■ TASK BRIEF ■
Count how many lines in the records below contain the word "Where", and give only that number.

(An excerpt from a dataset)
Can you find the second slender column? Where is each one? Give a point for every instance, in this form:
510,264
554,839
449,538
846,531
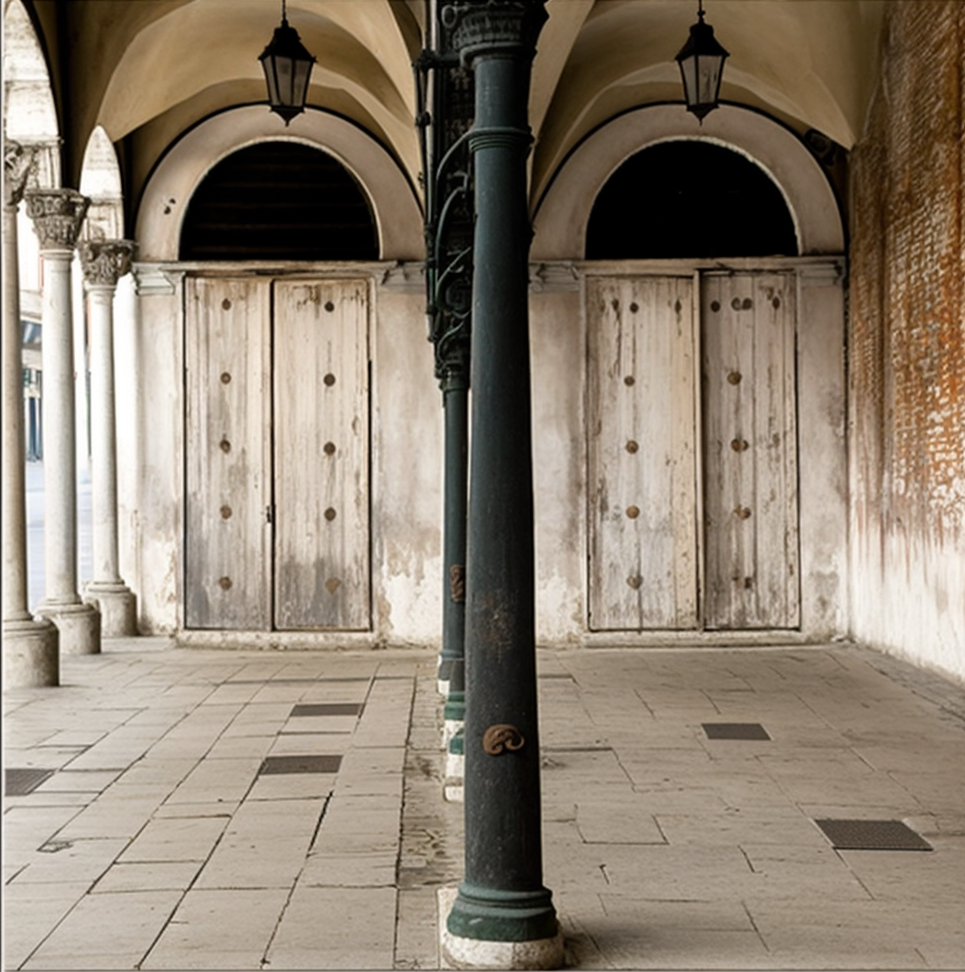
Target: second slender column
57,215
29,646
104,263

==

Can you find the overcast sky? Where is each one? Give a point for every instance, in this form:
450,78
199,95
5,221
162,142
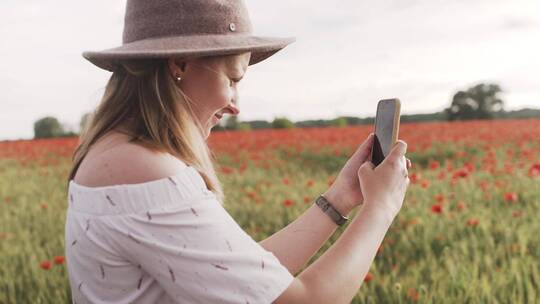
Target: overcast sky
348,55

■ OUTPUT FOR THIS TASK ■
2